— Direction A —
In the court order on the Romberger foreclosure case, what amount was the mortgage Romberger signed in favor of MERS?
— Direction B —
Carry on the court order on the Romberger foreclosure case, starting right after its last sentence.

— Text excerpt —
◇ ◇ ◇ ◇ ◇

United States District Court, E.D. Michigan, Southern Division
Aug 14, 2008
Case number 07-13210 (E.D. Mich. Aug. 14, 2008)

Summary

relying on Heintz that “law firms which ‘regularly’ engage in consumer-debt collection activity are considered ‘debt collectors' ”

Summary of this case from Newman v. Trott & Trott, P.C.

Opinion

Case number 07-13210.

August 14, 2008


ORDER


On August 1, 2007, the Plaintiff, Ron Romberger, acting without the benefit of counsel, filed a complaint in an effort to quiet title and obtain damages against the Defendants, Wells Fargo Bank, N.A. ("Wells Fargo"), Mortgage Electronic Registration Systems, Inc. ("MERS"), and Trott Trott, P.C. On April 14th of the following year, the Defendants collectively filed a motion to dismiss the complaint pursuant to Federal Rule of Civil Procedure 12(b)(6), or as an alternative theory, to obtain a summary judgment against Romberger under Rule 56(c).

I.

On August 18, 2006, Romberger signed a mortgage in favor of MERS for the sum of $499,000.00 which was applied to a parcel of property at 54414 Pelican Lane in Shelby Township, Michigan. At a later time during the same year (December 21st), his mortgage was assigned to Wells Fargo. When Romberger failed to satisfy his financial obligations under the mortgage, Wells Fargo retained the law firm of Trott Trott to initiate foreclosure proceedings against the property. On December 29, 2006, this law firm transmitted a letter to Romberger which ostensibly outlined his financial obligations on the mortgage.

◇ ◇ ◇ ◇ ◇

— Excerpted records —
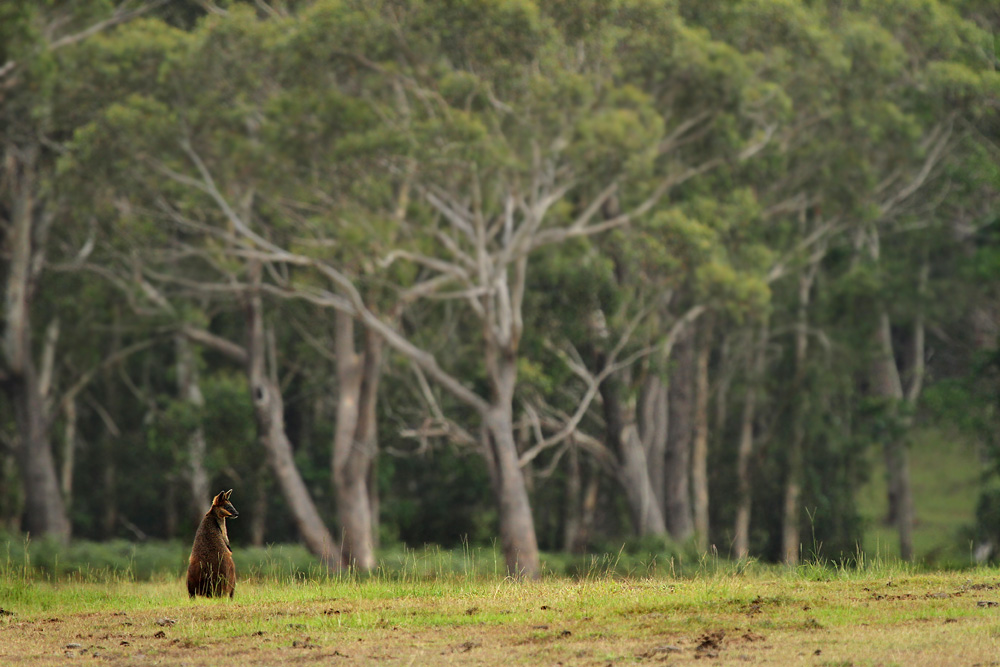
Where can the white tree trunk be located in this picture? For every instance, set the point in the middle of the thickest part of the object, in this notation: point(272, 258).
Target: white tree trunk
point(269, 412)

◇ ◇ ◇ ◇ ◇

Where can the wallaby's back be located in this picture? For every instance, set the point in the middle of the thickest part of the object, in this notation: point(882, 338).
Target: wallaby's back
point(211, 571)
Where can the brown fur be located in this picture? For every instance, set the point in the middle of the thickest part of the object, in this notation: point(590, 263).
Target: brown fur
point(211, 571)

◇ ◇ ◇ ◇ ◇

— Final result A —
$499,000.00

— Final result B —
Wells Fargo claims that Romberger's last payment was applied to his September 2006 account.

For the four week period between January 5, 2007 and January 26, 2007, Wells Fargo caused a notice of a foreclosure sale to be placed in the Macomb County (Michigan) Legal News. Wells Fargo also posted a notice of the foreclosure sale on the property on January 10, 2007. (Def.'s Ex. H.) During the following month (February 2, 2007), Wells Fargo acquired the property for $500,544.90 by virtue of a sheriff's sale.

A sheriff's deed arising out of the mortgage sale was recorded on February 12, 2007. (Def.'s Ex. H.)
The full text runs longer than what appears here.